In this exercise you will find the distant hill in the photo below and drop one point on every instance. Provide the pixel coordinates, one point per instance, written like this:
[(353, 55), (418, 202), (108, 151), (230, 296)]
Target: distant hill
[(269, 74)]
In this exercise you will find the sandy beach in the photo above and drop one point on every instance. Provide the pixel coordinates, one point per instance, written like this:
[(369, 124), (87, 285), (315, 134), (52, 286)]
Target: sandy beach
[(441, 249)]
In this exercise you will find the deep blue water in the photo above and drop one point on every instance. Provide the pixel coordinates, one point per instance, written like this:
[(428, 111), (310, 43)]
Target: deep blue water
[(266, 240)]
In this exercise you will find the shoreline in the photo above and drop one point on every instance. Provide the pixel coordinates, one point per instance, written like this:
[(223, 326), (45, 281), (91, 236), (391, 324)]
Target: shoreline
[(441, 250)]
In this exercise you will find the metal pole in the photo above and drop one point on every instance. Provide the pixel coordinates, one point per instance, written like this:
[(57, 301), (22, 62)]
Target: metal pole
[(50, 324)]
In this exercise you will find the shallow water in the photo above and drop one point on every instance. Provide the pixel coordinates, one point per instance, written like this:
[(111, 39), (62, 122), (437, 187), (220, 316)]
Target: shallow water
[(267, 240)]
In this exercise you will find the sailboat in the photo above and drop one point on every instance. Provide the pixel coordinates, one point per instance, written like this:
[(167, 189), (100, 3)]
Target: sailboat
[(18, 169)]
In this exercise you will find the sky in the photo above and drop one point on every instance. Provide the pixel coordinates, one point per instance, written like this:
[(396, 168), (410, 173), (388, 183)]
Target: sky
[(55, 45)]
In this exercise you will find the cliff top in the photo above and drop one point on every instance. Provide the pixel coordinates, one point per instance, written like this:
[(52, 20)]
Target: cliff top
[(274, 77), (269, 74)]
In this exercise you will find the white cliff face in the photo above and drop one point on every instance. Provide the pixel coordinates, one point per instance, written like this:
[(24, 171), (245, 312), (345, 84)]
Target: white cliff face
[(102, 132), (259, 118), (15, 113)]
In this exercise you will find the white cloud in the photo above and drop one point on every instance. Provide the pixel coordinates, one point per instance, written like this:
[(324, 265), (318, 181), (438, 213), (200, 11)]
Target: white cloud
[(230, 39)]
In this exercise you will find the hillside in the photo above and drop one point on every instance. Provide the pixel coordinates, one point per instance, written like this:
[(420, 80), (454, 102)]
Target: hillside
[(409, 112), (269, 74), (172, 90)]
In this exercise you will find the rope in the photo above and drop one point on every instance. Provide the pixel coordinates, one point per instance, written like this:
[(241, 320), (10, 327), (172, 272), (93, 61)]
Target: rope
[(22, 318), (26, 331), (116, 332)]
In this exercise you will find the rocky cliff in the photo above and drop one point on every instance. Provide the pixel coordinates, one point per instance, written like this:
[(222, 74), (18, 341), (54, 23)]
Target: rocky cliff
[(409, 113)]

■ Problem statement:
Give back the complete material verbatim.

■ Answer section:
In this exercise you will find the distant hill in the photo below and drop one point on every instance. Provide the pixel coordinates, one point per instance, written like this:
[(353, 55), (418, 202), (108, 151), (230, 296)]
Target: distant hill
[(269, 74)]
In this exercise you will find the sandy beach in the photo above and drop one point on every instance. Provide the pixel coordinates, one point per instance, written like this:
[(369, 124), (87, 285), (315, 134), (52, 286)]
Target: sandy beach
[(441, 249)]
In this exercise you will find the deep blue water in the photo above and drop one point on every instance. Provide the pixel coordinates, one point per instance, written like this:
[(428, 111), (310, 43)]
Target: deep blue water
[(266, 240)]
In this exercise you will find the shoreline in the photo above and drop one point on every instance. Provide the pixel coordinates, one point per instance, written like this:
[(223, 326), (45, 281), (91, 236), (391, 324)]
Target: shoreline
[(441, 250)]
In this exercise you will find the metal pole in the photo above and drop one point on every instance. Provide the pixel coordinates, one point per instance, written like this:
[(57, 301), (22, 62)]
Target: metal pole
[(50, 324)]
In this exercise you will find the shallow water in the photo above and drop one point on every instance. Provide the pixel coordinates, one point per instance, written like this:
[(111, 39), (62, 122), (437, 187), (220, 316)]
Target: shallow water
[(267, 240)]
In this exercise you will find the sailboat in the photo above and drop one point on every instance. Provide the pixel coordinates, one point per instance, written like this:
[(167, 189), (100, 3)]
Target: sailboat
[(18, 169)]
In this exercise you will find the sky in the photo above and drop one point on every instance. Provide the pixel coordinates, one point per instance, written like this:
[(396, 168), (410, 173), (388, 183)]
Target: sky
[(55, 45)]
In this exercise you will find the cliff top in the photo above and drop one point on every instance. Provide the pixel coordinates, one point per instance, written like this:
[(52, 20)]
Target: cliff top
[(274, 77), (269, 74)]
In this exercise you will find the white cliff face in the photo above and drop one point on every instance. Provide the pixel coordinates, one point per instance, written like this:
[(24, 171), (245, 312), (345, 84)]
Target: white cliff face
[(102, 132), (259, 118), (15, 113)]
In this exercise you will find the white cloud in the photo above and drop one point on every instance. Provide the pixel coordinates, one point per instance, written like this:
[(324, 265), (318, 181), (438, 213), (200, 11)]
Target: white cloud
[(230, 39)]
In this exercise you will find the hillside in the photo above and drop one point on every instance. Provide the pixel coordinates, one point per instance, written like this:
[(420, 80), (454, 102)]
Target: hillside
[(409, 112), (269, 74), (172, 90)]
In this exercise you will find the rope in the photo above and drop one point on every instance. Provide the pixel coordinates, one point per instance, written like this:
[(241, 320), (10, 327), (172, 272), (93, 61)]
Target: rope
[(22, 318), (26, 331), (116, 332)]
In this exercise you will find the rocky cliff in the photo above and drop one point on every instance. Provide the pixel coordinates, one point per instance, written like this:
[(222, 74), (18, 341), (54, 23)]
Target: rocky cliff
[(409, 113)]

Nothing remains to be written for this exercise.